**TASK DETAILS**
Change "even-odd" to "nonzero" in everything from the start of the listing down through the line containing "Trace every instance of the shoreline now.", and leave the rest of those lines unchanged.

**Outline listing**
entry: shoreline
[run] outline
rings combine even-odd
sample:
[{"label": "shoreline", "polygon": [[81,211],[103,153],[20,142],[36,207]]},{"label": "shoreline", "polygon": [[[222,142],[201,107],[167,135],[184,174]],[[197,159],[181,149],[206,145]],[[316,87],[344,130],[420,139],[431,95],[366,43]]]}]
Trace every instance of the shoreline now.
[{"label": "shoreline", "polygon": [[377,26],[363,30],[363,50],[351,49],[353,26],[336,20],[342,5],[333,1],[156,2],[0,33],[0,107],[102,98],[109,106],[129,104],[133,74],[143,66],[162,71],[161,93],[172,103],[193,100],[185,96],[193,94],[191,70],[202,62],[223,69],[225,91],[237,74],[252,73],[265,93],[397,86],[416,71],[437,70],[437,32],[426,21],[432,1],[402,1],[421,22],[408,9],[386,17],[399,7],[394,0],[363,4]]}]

**RESPONSE TO THIS EXERCISE**
entry: shoreline
[run] outline
rings combine nonzero
sample:
[{"label": "shoreline", "polygon": [[81,211],[103,153],[20,142],[36,207]]},{"label": "shoreline", "polygon": [[[222,142],[201,107],[167,135],[184,174]],[[197,159],[181,149],[206,145]],[[316,87],[344,130],[420,139],[431,95],[366,43]]]}]
Trace every instance of the shoreline now.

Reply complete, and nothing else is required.